━━━━━ Task inputs

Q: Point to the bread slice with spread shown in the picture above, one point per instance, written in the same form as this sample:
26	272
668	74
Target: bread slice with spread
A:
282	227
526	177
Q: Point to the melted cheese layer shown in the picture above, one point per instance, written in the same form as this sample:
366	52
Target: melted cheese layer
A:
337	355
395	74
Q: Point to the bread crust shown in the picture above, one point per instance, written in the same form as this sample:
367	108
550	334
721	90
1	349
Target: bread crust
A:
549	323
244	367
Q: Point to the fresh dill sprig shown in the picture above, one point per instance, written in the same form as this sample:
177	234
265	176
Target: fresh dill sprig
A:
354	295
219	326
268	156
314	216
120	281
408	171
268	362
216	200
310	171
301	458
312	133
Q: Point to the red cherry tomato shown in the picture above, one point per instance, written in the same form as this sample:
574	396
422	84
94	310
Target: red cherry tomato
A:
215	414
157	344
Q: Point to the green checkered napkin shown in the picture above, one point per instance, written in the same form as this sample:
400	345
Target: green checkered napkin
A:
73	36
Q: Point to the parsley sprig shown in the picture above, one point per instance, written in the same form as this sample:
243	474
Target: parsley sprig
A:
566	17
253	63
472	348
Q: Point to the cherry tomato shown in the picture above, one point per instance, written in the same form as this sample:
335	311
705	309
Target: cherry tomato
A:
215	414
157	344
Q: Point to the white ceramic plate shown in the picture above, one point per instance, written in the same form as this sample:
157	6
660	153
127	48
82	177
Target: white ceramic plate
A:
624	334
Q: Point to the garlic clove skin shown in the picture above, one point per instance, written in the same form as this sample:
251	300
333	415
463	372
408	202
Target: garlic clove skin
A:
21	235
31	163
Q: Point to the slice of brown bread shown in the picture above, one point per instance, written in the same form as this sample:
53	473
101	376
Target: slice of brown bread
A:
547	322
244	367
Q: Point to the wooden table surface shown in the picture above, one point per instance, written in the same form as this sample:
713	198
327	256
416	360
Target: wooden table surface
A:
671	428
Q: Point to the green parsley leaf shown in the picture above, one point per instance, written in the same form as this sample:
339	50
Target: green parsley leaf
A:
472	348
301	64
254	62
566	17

━━━━━━━━━━

What is being asked
Copy every one of the records above line for line, changing nothing.

Expected answer
Q: Point to the bread slice with spread shown in the picture above, one point per instance, written in the same form as this sample:
26	272
668	74
Target: bread slice with spread
A:
282	227
526	177
Q: Point to the melted cheese layer shown in the picture above, one point per instance, written in the same form as this sample:
366	52
Target: melted cheese layer
A:
337	355
395	74
Q: Point to the bread crust shown in the picture above, one point per instance, written in the same form as this sample:
367	108
550	334
721	90
1	349
Target: bread crust
A:
549	323
244	367
Q: Point to the fresh dill sprig shown in the picture above, one point per instance, written in the same form as this sample:
177	234
265	176
Target: fresh dill sprig
A:
354	295
219	326
268	156
314	216
120	281
408	171
268	362
216	200
310	171
301	458
312	133
Q: Point to the red cherry tomato shown in the picture above, one point per instance, written in the same form as this sample:
574	396
422	84
94	310
Target: red cherry tomato
A:
215	414
157	344
Q: Point to the green checkered napkin shown in the picture above, one point per instance, written in the same form as this sample:
400	345
Target: green checkered napkin
A:
73	36
Q: Point to the parsley sprig shown in the picture above, one point per instance, written in the same form as this sample:
243	474
Target: parsley sprig
A:
566	17
253	63
472	348
Q: Point to the cherry tomato shown in the picture above, one point per instance, written in the same form as this sample:
335	311
705	309
Target: cherry tomato
A:
215	414
157	344
Q: Point to the white ceramic plate shown in the picture above, one point per instance, written in the same form as this sample:
157	6
660	153
127	48
82	177
Target: white ceramic plate
A:
624	334
Q: Point to the garlic clove skin shown in the picture above, one point per instance, written in the same form as this sample:
251	300
333	415
463	372
408	202
Target: garlic clove skin
A:
21	235
31	163
Q: Point to the slice of brown bread shown in the picture above, one point per instance, written in the same form as this sample:
53	473
101	376
Target: slice of brown bread
A:
547	322
244	367
Q: Point to the wooden table surface shown in the picture above, one point per instance, written in the same form as this sample:
713	198
327	256
416	360
Target: wooden table surface
A:
671	428
Q: Point to the green parsley leaf shown in the picture above, one point per instance, written in the same form as this sample:
339	50
Target: green parsley leaf
A:
472	348
301	64
254	62
566	17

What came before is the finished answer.